RECORDS SHOWN:
╭──

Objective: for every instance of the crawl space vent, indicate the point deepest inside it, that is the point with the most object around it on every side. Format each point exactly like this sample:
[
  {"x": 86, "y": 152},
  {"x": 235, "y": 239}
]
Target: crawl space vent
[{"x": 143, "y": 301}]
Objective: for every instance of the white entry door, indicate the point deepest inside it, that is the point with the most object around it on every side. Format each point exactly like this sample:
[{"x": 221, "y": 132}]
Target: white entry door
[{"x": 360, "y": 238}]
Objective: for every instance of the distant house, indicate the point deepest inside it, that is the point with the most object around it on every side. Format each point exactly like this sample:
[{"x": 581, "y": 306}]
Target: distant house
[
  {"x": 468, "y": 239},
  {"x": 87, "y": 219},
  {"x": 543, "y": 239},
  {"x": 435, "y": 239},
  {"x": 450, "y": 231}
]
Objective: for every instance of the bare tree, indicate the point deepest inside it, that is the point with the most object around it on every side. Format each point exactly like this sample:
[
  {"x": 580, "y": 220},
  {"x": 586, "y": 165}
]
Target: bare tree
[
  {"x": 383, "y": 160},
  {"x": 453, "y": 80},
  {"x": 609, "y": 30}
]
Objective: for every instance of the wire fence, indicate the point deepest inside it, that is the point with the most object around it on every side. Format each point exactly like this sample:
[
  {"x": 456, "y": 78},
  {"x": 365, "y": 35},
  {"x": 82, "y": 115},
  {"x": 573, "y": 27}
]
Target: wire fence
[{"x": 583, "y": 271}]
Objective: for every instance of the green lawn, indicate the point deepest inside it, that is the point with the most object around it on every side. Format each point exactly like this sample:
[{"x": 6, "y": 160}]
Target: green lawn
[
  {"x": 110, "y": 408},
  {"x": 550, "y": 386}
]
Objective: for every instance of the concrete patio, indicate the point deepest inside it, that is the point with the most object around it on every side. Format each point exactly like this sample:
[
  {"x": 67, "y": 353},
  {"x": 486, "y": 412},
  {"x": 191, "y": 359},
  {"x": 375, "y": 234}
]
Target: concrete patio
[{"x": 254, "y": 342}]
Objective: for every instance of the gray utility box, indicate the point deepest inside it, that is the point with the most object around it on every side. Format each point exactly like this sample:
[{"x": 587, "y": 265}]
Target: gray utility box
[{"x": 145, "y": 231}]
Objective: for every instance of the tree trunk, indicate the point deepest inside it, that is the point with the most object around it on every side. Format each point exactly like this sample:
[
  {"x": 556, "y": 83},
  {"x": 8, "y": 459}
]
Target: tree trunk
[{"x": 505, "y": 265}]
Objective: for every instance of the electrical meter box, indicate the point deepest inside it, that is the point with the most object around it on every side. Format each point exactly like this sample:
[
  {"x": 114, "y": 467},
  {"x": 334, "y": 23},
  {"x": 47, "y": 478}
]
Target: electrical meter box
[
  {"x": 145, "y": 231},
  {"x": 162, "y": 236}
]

╰──

EXERCISE AIM: Repeat exactly the lines above, starting with the line that contains "Objective: for every instance of the gray" and ending with the last line, both included, and nothing else.

EXERCISE OUTPUT:
Objective: for every instance of the gray utility box, indicate the point deepest inside it, that is the point with the most object around it on every side. Format each point exactly like this sample:
[{"x": 587, "y": 265}]
Target: gray utility box
[{"x": 145, "y": 231}]
Objective: for every instance of the tree trunk, indicate the point deepest inside it, that is the point with the most object around it on every side. Format each point exactly like this sample:
[
  {"x": 556, "y": 83},
  {"x": 8, "y": 459}
]
Target: tree trunk
[{"x": 505, "y": 265}]
Objective: for every instance of the electrical meter box, indicate the point deepest inside it, that is the point with the most object around it on every side. Format each point exactly like this sample:
[
  {"x": 114, "y": 467},
  {"x": 334, "y": 23},
  {"x": 47, "y": 478}
]
Target: electrical meter box
[
  {"x": 145, "y": 231},
  {"x": 162, "y": 236}
]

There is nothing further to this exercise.